• _SELECTED EXTRACT_

=== Begin Enclosure ===

The convenience sampling method was used to obtain data via an online questionnaire survey approach. Before collecting data, a pilot test was done to ensure that the questions were intelligible and accurate from the consumer’s viewpoint. Wordings in the questionnaire were fine-tuned in response to suggestions from the pilot survey. The study's target audience consisted of Vietnamese consumers aged 18 and above. Kline (2011) suggested ten samples for each item in terms of sample size. The research has a total of 27 measurement items therefore, the final intended sample should be of at least 270.

3.3. Data analysis

SPSS 20 and AMOS 24 were used for data analysis. A two-step model was employed: measurement model (to conduct confirmatory factor analysis and assess the reliability and validity of items and constructs) and structural model (for analyzing the model fit and hypothesis testing).

4. Findings and results

4.1. Demographic information

The number of valid respondents is 272, which is more than the required 270. The majority of respondents are female (61.8%), in the age of 18-24 (74.6%), and with tertiary degrees (90.8%).

4.2. Data analysis

4.2.1. Measurement model: Reliability and Validity testing Reliability testing

Cronbach's alpha estimates varied from 0.730 to 0.908, which is above the suggested 0.7 criterion, and all the total correlation coefficients were greater than 0.3, indicating that all measurement scales were reliable. Exploratory Factor Analysis (EFA)

=== End Enclosure ===

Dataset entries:
=== Begin Enclosure ===

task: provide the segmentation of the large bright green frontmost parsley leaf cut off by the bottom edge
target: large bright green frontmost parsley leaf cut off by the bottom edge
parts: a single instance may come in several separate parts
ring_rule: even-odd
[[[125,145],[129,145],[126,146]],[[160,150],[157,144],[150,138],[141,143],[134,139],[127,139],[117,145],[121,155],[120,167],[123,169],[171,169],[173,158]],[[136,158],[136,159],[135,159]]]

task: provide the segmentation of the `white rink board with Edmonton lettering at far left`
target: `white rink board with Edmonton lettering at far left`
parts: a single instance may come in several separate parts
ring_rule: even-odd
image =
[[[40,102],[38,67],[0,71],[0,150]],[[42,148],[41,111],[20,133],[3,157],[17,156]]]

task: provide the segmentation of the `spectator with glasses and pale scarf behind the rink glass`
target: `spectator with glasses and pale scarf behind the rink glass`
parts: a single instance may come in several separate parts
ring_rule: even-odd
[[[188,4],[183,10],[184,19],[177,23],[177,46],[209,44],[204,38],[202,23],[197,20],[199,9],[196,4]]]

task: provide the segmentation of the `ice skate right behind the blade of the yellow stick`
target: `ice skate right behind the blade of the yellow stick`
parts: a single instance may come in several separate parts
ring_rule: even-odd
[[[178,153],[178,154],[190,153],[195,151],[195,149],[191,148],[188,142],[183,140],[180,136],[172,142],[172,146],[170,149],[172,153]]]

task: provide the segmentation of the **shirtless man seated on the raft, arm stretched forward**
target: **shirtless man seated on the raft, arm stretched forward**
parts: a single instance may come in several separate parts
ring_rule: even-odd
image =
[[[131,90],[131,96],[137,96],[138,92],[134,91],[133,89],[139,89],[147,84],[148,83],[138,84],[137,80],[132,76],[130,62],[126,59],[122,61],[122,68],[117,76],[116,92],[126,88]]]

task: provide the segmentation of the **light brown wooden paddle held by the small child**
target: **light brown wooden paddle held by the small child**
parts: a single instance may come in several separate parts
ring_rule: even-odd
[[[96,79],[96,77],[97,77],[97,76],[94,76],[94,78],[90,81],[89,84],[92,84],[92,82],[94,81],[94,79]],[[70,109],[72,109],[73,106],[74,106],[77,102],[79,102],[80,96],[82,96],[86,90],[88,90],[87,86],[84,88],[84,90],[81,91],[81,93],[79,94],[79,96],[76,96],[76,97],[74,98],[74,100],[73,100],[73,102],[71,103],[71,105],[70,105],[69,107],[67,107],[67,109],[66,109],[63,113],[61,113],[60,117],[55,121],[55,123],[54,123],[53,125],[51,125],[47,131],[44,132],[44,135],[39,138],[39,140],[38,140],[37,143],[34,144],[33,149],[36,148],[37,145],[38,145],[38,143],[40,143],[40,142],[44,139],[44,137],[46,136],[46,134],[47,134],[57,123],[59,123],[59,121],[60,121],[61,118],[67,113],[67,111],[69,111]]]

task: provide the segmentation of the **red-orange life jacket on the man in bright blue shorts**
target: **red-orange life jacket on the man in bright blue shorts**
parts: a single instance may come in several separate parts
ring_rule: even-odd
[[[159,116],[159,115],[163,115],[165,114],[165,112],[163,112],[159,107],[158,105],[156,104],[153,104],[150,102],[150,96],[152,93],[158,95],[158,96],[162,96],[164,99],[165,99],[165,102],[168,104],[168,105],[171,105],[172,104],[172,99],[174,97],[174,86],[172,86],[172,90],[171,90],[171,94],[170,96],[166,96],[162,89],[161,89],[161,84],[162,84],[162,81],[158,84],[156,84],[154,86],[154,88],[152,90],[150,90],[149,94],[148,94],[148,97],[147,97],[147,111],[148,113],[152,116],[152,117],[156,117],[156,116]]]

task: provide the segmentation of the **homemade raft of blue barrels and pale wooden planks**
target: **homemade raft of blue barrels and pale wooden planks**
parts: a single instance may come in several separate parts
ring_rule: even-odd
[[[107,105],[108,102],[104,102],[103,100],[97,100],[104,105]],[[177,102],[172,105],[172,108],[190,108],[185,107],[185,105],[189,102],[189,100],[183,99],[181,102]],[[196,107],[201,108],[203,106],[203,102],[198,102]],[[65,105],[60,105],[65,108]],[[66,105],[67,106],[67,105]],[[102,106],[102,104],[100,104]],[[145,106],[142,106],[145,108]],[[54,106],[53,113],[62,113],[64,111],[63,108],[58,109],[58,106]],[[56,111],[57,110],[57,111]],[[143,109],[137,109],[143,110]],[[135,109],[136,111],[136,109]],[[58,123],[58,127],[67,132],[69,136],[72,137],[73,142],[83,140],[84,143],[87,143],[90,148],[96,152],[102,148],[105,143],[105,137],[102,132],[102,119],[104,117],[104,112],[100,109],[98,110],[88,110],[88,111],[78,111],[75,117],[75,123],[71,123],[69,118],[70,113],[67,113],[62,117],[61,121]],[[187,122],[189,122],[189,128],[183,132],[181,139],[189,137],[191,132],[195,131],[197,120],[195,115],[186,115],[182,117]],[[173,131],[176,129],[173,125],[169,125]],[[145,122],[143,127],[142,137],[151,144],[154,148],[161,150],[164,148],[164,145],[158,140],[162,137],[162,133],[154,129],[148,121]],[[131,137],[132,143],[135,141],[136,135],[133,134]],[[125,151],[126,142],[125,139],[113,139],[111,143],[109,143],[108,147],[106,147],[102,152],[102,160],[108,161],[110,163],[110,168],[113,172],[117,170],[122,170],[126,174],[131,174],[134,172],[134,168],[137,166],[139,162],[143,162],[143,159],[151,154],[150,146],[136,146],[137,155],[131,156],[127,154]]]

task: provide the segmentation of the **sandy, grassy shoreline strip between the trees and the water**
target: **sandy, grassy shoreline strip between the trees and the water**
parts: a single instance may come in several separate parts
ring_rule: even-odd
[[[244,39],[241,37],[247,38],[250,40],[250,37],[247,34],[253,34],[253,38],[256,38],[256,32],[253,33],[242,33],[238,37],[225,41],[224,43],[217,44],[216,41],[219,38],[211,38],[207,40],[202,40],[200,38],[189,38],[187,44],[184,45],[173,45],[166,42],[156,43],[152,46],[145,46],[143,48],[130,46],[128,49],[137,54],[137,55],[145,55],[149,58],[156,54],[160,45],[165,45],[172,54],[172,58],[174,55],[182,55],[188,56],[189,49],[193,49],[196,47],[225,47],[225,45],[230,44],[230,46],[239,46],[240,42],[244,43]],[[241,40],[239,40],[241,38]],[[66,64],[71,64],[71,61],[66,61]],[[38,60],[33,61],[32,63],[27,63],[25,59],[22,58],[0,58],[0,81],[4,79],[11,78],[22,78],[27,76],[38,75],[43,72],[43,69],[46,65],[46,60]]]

=== End Enclosure ===
=== Begin Enclosure ===

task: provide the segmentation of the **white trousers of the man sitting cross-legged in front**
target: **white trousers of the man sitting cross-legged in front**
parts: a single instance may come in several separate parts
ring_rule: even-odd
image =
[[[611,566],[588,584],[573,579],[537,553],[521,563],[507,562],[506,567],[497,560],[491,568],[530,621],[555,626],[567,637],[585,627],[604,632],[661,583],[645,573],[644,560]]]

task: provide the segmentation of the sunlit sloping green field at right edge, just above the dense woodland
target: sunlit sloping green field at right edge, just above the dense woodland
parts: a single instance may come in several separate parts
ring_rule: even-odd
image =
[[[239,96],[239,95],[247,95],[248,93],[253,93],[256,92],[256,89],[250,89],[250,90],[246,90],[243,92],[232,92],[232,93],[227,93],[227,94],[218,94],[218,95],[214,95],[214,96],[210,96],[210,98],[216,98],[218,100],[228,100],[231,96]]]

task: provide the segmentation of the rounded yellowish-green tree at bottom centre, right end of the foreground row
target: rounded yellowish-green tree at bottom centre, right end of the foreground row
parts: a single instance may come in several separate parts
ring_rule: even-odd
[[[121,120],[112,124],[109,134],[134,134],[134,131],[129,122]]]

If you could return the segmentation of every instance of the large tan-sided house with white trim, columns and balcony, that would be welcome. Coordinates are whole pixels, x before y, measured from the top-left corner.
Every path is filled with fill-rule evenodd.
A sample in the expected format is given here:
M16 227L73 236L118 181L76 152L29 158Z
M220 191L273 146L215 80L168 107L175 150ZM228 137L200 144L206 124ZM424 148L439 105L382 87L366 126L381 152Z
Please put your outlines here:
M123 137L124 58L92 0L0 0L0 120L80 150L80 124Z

=== End Enclosure ===

• _WHAT YOU SHOULD DO_
In the survey study excerpt, what range did the Cronbach's alpha estimates cover?

• _OUTPUT_
They ranged from 0.730 to 0.908.